**WORK INSTRUCTION**
Your answer must be an exact transcription of the data, with every picture omitted.

===== ENTRIES SHOWN

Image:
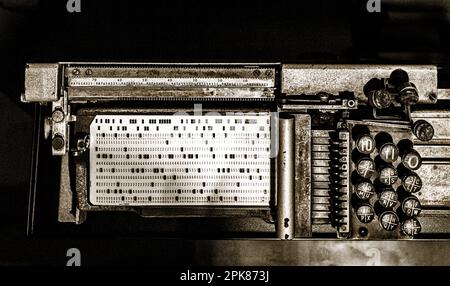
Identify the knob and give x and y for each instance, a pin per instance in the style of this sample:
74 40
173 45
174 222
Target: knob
411 206
365 213
411 227
389 220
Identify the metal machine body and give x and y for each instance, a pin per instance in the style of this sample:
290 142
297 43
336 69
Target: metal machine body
301 151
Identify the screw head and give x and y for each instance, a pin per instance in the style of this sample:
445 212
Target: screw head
423 130
389 220
256 73
388 176
389 152
388 199
412 160
365 144
364 190
365 213
411 206
58 142
365 167
58 115
412 183
411 227
380 99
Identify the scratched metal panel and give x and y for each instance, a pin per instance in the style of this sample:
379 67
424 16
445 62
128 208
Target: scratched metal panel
146 160
312 79
436 190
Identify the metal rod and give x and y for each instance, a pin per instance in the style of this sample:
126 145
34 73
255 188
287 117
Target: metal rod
286 166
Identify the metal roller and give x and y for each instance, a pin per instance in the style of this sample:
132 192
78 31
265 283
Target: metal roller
285 169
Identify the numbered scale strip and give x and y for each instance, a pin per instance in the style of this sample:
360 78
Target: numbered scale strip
146 160
170 82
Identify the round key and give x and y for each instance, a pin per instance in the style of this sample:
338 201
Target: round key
364 190
365 167
411 206
388 176
365 213
411 227
423 130
412 183
412 160
388 198
389 152
389 220
365 144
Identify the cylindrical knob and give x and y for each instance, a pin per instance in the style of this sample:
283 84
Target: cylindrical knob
364 190
365 167
365 144
408 94
389 220
365 213
286 172
388 198
58 142
423 130
388 176
389 152
412 183
380 99
411 206
411 227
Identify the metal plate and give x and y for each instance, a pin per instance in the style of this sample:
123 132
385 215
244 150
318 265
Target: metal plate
183 160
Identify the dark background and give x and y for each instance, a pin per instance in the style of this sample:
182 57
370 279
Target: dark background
315 31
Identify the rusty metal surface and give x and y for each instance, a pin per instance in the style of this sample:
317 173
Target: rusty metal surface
261 71
302 175
435 178
440 120
312 79
41 83
326 253
81 94
65 207
435 221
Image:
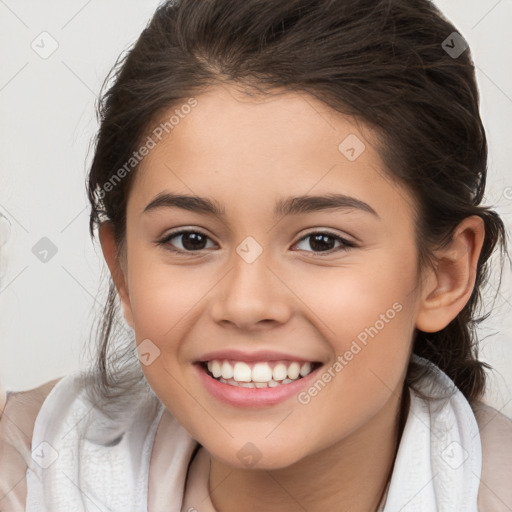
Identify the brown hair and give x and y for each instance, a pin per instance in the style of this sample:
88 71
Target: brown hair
381 61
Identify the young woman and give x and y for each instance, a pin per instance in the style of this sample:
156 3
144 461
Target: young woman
288 198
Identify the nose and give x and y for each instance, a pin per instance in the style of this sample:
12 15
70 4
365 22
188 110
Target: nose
252 296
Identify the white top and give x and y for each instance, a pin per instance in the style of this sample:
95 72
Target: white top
85 461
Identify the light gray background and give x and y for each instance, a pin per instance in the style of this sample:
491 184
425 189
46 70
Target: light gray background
47 121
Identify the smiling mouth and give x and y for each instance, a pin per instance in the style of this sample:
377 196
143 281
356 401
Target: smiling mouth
258 374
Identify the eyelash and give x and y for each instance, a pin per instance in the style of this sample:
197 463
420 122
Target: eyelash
346 244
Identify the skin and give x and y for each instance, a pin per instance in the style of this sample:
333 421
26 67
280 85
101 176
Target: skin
247 153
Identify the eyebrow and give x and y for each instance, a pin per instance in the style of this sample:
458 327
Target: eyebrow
294 205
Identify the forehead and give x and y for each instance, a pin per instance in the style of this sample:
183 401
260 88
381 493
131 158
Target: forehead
254 150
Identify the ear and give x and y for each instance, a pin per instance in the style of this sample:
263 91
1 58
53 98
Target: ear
448 287
110 253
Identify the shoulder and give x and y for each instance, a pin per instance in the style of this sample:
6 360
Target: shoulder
495 492
16 428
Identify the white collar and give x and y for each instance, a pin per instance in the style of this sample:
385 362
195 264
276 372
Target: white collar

==========

**EXPECTED ANSWER**
Image:
Identify the knob and give x and y for each instance, a pin per instance in the style of this sample:
74 40
173 45
174 222
Target: knob
411 206
365 213
411 227
389 220
Identify the metal machine body and give x and y for each instance, a pin per instance in the style of this sample:
290 142
297 43
336 69
Target: metal machine body
301 151
Identify the screw head and give x and y for each instance, a pin per instance in the style of this sample:
445 212
Target: screw head
423 130
389 220
256 73
388 176
389 152
388 199
412 160
365 144
364 190
365 213
411 206
58 142
365 167
58 115
412 183
411 227
380 99
Identify the scratched metal panel and give x and y for each instance, a pin per instance in the style of this sample:
379 67
424 16
445 62
128 208
Target: scratched metal panel
146 160
312 79
436 190
Identify the metal rod and give x and y for each instance, a pin per instance in the style of this sample:
126 145
34 73
255 188
287 117
Target: metal rod
286 166
Identify the metal roller and give x and y for each instance, a pin per instance in the style of this sample:
132 192
78 31
265 283
Target: metal roller
285 169
Identify the numbered scale strip and give x and y for each instance, a pin per instance in the style of this sample:
360 78
Target: numbered scale strip
146 160
170 82
Identify the round key and give x and y for each instance, a pin per instance in the style of this sample:
338 201
Target: round key
364 190
365 167
411 206
388 176
365 213
411 227
423 130
412 183
412 160
388 198
389 152
389 220
365 144
Identify the cylindrical knob and give x and y for each instance, a pin per instance in the style of this sample:
283 84
Target: cylindrical knob
364 190
365 167
365 144
408 94
389 220
365 213
286 172
388 198
58 142
423 130
388 176
389 152
412 183
380 99
411 206
411 227
Identify the metal plate and give x and y for each instance, a pin per instance in the style of this sample:
123 132
385 215
244 150
318 265
Target: metal plate
183 160
Identify the dark background and give x and y for each instance, a pin per instance in the style of this sample:
182 57
370 279
Target: dark background
315 31
Identify the rusty metal surface and give x and y for each instance, a pin per instance in the style of this sample:
317 173
Target: rusty metal surface
261 71
302 175
435 178
440 120
312 79
41 83
326 253
81 94
65 207
435 221
Image:
Identify the brown hair and give x and y for each instance, a pin per instance in the style of this sample:
88 71
Target: brown hair
381 61
Identify the young woman and give x and y for each instance, a pin per instance in the style of this sample:
156 3
144 461
Target: young woman
288 198
Identify the nose and give x and y for each instance, a pin per instance in the style of this sample:
12 15
70 4
365 22
188 110
Target: nose
252 296
Identify the white top and give x and y for each instance, a pin per instance in the style of this sample:
95 72
Target: white top
85 461
Identify the light gray background and give x and y for each instance, a pin per instance in the style of this sample:
491 184
425 189
46 70
Target: light gray background
47 121
Identify the smiling mouth and give x and y for each instance, a pin per instance in the style of this sample:
377 196
143 281
356 401
Target: smiling mouth
258 374
Identify the eyelash and give x and y for each instance, a pin per instance in the style of this sample:
197 463
420 122
Target: eyelash
346 244
Identify the skin and give x and y for each instance, a pin per instance in the style of this sample:
333 421
26 67
280 85
101 176
Target: skin
247 153
Identify the eyebrow and give x and y for each instance, a pin per instance in the style of this sample:
458 327
Target: eyebrow
294 205
Identify the forehead and give x and y for each instance, a pin per instance in the style of this sample:
183 401
260 88
381 493
131 158
Target: forehead
254 150
Identify the ear and give x and y for each instance, a pin per instance in the style of this sample:
263 91
1 58
53 98
Target: ear
448 287
110 253
Identify the shoulder and give x and y for each instance, a pin per instance in the style of this sample:
6 360
Target: shoulder
495 492
16 428
Identify the white collar and give x and y for each instance, a pin per instance in the style of this sample:
385 362
195 264
276 372
Target: white collar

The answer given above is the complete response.